*Compiti da svolgere:*
1) Secondo il testo sugli psicologi e le piattaforme, quale campagna promozionale ha riacceso la polemica?
2) Prosegui il testo sugli psicologi che lavorano con le piattaforme, partendo subito dopo l'ultima frase riportata.

*Testo fornito:*
La recente polemica sulla campagna promozionale promossa da Chilly in collaborazione con UnoBravo (qui un approfondimento) ha riacceso i riflettori sui colleghi e le colleghe che decidono di offrire i propri servizi tramite le piattaforme.
Questi colleghi vengono additati ora come complici delle derive più negative della professione, ora come inetti interessati solo a lucrare, ora come professionisti deboli costretti dal sistema malato ad accettare condizioni di lavoro inique.
Personalmente crediamo che la situazione vada considerata in modo meno moralistico, più concreto e soprattutto più rispettoso di colleghi e colleghe che cercano legittimamente di svolgere la professione che hanno scelto.
QUANTI PSICOLOGI LAVORANO CON LE PIATTAFORME?
È difficile saperlo, perché manca un dato univoco.
Quale che sia la stima corretta, si tratta sicuramente di almeno qualche migliaio di persone.
Non abbiamo nemmeno chiare le loro caratteristiche: sono davvero giovani in difficoltà, disposti ad accettare condizioni vessatorie pur di lavorare? Oppure sono professionisti come tutti noi, che scelgono di integrare la propria attività con la collaborazione con le piattaforme?

*Dati disponibili:*

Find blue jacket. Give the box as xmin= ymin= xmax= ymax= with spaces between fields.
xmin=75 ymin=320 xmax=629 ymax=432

*Risposte in ordine:*
1) Quella promossa da Chilly in collaborazione con UnoBravo.

2)
Sarebbe interessante poter avere anche un profilo demografico più dettagliato, per meglio comprendere esigenze, condizioni, prospettive.
QUANTO SI GUADAGNA LAVORANDO PER UNA PIATTAFORMA?
Anche questo è un dato difficile da sapere, che si può solo ricostruire.
Le principali aziende del settore sembrano richiedere un impegno minimo intorno alle 10 ore a settimana, con incentivi nel caso di più ore dedicate al lavoro sulla piattaforma.
Ipotizzando un impegno di 25 ore a settimana e un compenso di 30/h per il professionista, lavorando per una piattaforma si potrebbero quindi guadagnare circa 3mila euro al mese, un compenso annuo lordo di 36mila euro, circa il doppio del reddito medio della categoria (18.420 euro del 2022).
Al guadagno costituito dal compenso andrebbero però aggiunti i benefit del lavoro con le piattaforme: invii, gestione dell’incasso, semplificazione amministrativa della fatturazione, risparmio sulle spese dello studio fisico, formazione, lavoro in ambiente strutturato.
Le piattaforme offrono infatti un service completo, assolvendo funzioni che altrimenti sarebbero a carico dello psicologo e rappresenterebbero un costo.
È TUTTO ORO QUELLO CHE LUCCICA?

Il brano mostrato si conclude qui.